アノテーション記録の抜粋

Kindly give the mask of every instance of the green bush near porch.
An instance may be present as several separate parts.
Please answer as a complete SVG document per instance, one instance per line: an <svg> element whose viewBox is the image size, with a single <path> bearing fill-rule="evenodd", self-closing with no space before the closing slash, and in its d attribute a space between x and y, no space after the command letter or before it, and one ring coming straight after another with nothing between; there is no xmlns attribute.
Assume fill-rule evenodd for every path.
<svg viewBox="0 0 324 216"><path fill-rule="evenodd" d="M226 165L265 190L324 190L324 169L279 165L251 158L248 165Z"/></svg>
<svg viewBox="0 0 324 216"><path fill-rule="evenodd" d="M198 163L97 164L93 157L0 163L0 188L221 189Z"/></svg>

- 目標
上にあるすべての記録を、一行を一つの文字列にしたJSONリストに整えてください。空行は含めないでください。

- 出力
[
  "Kindly give the mask of every instance of the green bush near porch.",
  "An instance may be present as several separate parts.",
  "Please answer as a complete SVG document per instance, one instance per line: an <svg> element whose viewBox is the image size, with a single <path> bearing fill-rule=\"evenodd\", self-closing with no space before the closing slash, and in its d attribute a space between x and y, no space after the command letter or before it, and one ring coming straight after another with nothing between; there is no xmlns attribute.",
  "Assume fill-rule evenodd for every path.",
  "<svg viewBox=\"0 0 324 216\"><path fill-rule=\"evenodd\" d=\"M226 165L265 190L324 190L324 169L279 165L251 158L248 165Z\"/></svg>",
  "<svg viewBox=\"0 0 324 216\"><path fill-rule=\"evenodd\" d=\"M198 163L97 164L93 157L0 163L0 188L221 189Z\"/></svg>"
]